Repeat verbatim the lines of the data below, beginning with the line containing "Mark the innermost point of each instance of the white" and continuing to the end.

(Stored entries)
****

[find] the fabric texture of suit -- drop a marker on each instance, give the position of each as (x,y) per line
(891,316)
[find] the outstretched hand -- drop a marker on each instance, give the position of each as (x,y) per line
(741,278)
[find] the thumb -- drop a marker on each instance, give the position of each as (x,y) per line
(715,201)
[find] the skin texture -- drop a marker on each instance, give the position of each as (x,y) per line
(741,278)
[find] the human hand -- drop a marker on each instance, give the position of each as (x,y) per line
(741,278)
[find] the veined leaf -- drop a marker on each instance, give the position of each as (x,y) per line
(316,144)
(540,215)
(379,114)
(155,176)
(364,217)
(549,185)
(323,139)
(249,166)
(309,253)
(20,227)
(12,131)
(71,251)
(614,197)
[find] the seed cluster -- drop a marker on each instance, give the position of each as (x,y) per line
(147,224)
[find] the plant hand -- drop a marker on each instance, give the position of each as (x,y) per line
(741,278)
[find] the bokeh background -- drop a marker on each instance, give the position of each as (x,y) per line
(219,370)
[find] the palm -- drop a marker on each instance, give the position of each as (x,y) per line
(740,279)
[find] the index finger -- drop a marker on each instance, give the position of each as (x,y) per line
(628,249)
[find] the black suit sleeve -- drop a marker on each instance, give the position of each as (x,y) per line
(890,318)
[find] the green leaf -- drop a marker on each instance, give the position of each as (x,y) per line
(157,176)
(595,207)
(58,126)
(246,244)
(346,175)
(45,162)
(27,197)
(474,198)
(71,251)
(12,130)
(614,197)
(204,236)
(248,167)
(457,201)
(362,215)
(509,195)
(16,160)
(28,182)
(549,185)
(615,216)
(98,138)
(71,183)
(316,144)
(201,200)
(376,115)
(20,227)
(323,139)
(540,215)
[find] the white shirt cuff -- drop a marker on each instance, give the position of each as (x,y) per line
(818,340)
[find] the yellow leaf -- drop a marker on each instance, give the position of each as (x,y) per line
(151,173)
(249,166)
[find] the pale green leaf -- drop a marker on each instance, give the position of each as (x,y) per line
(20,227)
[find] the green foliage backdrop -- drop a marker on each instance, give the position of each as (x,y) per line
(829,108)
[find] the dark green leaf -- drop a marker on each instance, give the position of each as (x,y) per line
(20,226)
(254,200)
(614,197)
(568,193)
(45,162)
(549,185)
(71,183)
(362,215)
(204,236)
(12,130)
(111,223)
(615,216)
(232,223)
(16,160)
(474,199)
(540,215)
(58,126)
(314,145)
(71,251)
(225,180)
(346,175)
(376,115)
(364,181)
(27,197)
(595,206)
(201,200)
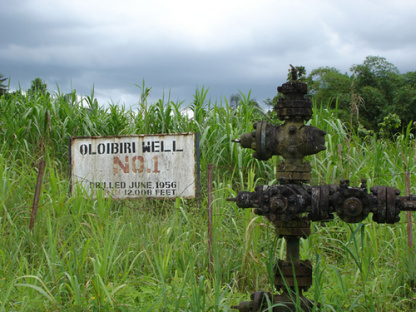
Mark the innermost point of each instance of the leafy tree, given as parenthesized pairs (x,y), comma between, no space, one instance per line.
(328,85)
(376,81)
(296,73)
(37,87)
(3,87)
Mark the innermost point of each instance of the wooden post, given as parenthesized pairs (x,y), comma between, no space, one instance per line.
(409,214)
(211,258)
(37,194)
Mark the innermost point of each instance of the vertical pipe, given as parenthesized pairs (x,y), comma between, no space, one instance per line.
(198,171)
(37,193)
(211,258)
(292,248)
(409,214)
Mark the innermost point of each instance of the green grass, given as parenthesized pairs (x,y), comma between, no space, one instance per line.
(146,255)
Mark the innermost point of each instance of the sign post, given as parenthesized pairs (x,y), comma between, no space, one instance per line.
(127,167)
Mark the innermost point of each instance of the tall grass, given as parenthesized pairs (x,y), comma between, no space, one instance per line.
(99,255)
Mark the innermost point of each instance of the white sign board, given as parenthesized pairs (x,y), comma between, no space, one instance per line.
(153,166)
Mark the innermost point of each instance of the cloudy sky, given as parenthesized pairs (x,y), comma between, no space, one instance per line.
(178,46)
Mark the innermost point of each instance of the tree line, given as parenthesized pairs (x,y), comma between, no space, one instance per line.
(374,96)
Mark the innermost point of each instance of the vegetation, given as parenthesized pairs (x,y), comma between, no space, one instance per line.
(98,255)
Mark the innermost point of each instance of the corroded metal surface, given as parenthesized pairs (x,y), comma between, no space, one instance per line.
(291,205)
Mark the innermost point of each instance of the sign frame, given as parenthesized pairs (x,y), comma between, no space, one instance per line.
(134,162)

****

▶ **ANSWER TO THIS PROBLEM**
Mark the innermost point of each instance of the white sign board, given as parenthesized pairs (x,y), comma between, no space, one instance per line.
(153,166)
Mark the innermost point of each instance of the cloudy sky, given as parenthesized pairs (x,y), comma between, no space, one instance per line.
(178,46)
Mark the innermost point of each instance of the tree line, given as parenthesized pairs (x,y), comma between, no space, one instance per line.
(374,96)
Mark the innermost point of each instance of the vegetation, given as parenthesized pairs (x,y), comma between, no space, one instance per line.
(98,255)
Mark the innermost point of each instance of the corroded metal surface, given as parenthesized pairs (x,y), comma between, no space, one instance per line.
(291,205)
Mark the innermost point of each instance of the sign frame, given as parenthesized pairs (x,y), comma between, no space, one instance per line.
(134,162)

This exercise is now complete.